PROBLEM TO SOLVE
Faithfully repeat each entry below, minus the pictures.

Dataset records
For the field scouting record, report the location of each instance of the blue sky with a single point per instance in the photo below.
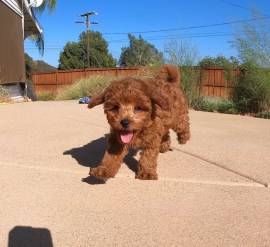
(138, 16)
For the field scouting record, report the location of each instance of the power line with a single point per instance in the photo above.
(239, 6)
(189, 27)
(165, 37)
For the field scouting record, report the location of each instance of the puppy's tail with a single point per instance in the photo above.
(170, 73)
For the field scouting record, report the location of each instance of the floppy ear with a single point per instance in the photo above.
(159, 98)
(97, 100)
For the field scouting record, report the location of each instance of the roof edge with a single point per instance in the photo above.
(12, 4)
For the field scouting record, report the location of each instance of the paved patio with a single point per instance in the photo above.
(212, 191)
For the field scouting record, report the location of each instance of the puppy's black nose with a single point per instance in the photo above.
(125, 123)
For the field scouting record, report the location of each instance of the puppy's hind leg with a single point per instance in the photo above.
(111, 161)
(165, 143)
(182, 129)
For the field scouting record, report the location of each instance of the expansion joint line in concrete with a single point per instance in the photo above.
(223, 167)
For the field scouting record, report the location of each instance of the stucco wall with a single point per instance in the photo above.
(11, 46)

SOLUTION FOR THIS EXERCISE
For the field scouting record, report the location of each instance of the blue sky with a single point per instance in the photo below.
(138, 16)
For the field scouting record, report the location of each instance of the power line with a single point per instance in the photo above.
(239, 6)
(189, 27)
(165, 37)
For the field scouting record, report the location of each instance of the puppy's tail with a single point per instance in the photo above.
(170, 73)
For the field scouting record, report the location of each instance of the floppy ear with a single point per instance in the photo above.
(159, 98)
(97, 100)
For the field scouting record, report the location of each instance of the roof edge with a single point per instance in the photo above.
(12, 4)
For the field scouting record, report the location of each instance of the paved patio with a single point per instance in the photo above.
(212, 191)
For the field scouting record, report the location of each instance of the puppy's black nose with a single point per instance in the photo above.
(125, 123)
For the field scouting record, report the location of each instance of the puppy's hind leg with a single point per instance in the photo above.
(111, 161)
(165, 143)
(182, 129)
For the field scouting record, report the location of each instance of the expansion joint line in concrete with a single point per instance in the photo above.
(223, 167)
For the field scouting record, report the location of each instance of the stucco wall with a single point per instance in the photo above.
(11, 46)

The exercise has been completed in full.